Selected text:
According to a recently-amended 13D filing with the SEC, Gregory A. Boland’s West Face Capital disclosed an ownership stake of 4.17 million shares in SunOpta Inc. (NASDAQ:STKL), which represents 6.1% of the company’s outstanding common stock. This marks a decrease of 205,000 shares to the fund’s position since 30, as disclosed in its latest 13F filing for the second quarter. In the meantime, Matt Sirovich and Jeremy Mindich’s Scopia Capital has disclosed that it now owns 14.72 million shares in Spirit AeroSystems Holdings Inc. (NYSE:SPR), accounting for 10.42% of the company’s common stock. This is down by 2.37 million shares since the fund revealed its stake in the company through its most recent 13F filing with the SEC.
Most investors don’t understand hedge funds and indicators that are based on hedge funds’ activities. They ignore hedge funds because of their recent poor performance in the bull market. Our research indicates that hedge funds underperformed because they aren’t 100% long. Hedge fund fees are also very large compared to the returns generated and they reduce the net returns experienced by investors. We uncovered that hedge funds’ long positions actually outperformed the market. For instance the 15 most popular small-cap stocks among funds beat the S&P 500 Index by more than 60 percentage points since the end of August 2012. These stocks returned a cumulative of 118% vs. 57.6% gain for the S&P 500 Index (read the details). That’s why we believe investors should pay attention to what hedge funds are buying (rather than what their net returns are).

Given data:

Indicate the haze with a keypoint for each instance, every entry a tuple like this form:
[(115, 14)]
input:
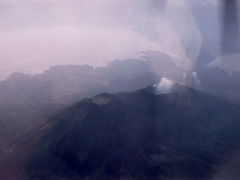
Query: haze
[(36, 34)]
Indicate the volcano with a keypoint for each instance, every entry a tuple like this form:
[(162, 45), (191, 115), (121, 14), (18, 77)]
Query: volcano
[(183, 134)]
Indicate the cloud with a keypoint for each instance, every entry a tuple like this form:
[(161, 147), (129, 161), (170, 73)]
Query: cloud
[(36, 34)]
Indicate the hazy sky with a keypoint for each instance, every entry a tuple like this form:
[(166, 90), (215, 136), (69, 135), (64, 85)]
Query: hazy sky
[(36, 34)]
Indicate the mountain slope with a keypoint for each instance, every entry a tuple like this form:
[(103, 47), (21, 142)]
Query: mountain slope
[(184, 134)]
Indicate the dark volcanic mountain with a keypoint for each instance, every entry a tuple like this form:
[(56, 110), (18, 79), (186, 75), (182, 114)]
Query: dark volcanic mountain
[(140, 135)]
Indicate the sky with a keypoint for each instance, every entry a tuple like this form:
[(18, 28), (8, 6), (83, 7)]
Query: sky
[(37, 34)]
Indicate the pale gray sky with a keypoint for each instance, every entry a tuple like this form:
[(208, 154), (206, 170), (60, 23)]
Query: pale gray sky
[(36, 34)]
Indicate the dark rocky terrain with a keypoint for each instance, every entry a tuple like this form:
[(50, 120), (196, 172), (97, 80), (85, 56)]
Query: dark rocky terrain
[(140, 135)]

==

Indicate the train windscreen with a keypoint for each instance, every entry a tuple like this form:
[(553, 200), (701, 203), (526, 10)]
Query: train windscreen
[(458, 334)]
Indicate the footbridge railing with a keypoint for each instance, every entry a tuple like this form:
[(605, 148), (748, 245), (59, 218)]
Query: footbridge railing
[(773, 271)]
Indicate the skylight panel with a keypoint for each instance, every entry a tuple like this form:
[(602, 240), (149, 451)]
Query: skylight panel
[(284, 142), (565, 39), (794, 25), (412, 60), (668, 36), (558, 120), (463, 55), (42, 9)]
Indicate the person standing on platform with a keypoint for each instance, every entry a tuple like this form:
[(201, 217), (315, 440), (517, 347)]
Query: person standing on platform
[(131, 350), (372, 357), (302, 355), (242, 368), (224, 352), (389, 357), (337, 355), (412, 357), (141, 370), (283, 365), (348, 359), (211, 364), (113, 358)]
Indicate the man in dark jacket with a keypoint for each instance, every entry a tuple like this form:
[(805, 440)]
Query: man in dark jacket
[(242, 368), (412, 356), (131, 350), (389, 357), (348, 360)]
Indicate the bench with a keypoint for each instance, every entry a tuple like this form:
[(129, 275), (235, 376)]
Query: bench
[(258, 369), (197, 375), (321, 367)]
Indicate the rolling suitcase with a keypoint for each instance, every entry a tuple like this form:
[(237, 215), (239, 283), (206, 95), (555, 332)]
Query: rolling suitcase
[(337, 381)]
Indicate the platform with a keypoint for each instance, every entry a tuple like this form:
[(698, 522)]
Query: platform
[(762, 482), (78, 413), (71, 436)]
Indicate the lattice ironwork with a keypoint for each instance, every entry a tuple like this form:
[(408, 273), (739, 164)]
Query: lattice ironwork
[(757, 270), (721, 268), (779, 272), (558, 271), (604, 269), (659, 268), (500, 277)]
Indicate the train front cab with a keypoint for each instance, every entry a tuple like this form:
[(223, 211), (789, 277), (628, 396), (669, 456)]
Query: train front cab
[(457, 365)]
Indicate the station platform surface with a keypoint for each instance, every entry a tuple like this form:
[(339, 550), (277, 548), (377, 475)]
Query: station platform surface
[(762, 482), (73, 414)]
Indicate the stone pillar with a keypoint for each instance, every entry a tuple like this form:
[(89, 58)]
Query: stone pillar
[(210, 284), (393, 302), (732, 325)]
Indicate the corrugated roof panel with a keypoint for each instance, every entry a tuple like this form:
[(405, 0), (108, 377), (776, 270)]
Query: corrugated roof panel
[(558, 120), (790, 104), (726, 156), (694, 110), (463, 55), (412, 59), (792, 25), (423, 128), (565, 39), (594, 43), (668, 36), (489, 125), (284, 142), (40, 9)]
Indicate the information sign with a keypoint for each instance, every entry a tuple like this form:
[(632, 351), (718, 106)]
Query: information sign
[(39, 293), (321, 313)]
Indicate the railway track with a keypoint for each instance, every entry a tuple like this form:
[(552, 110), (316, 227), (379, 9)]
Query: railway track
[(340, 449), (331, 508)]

Job: According to the hedge fund filings article, how many shares of Spirit AeroSystems Holdings Inc. does Scopia Capital now own? The data that accompanies the hedge fund filings article is independent of it.

Correct answer: 14.72 million shares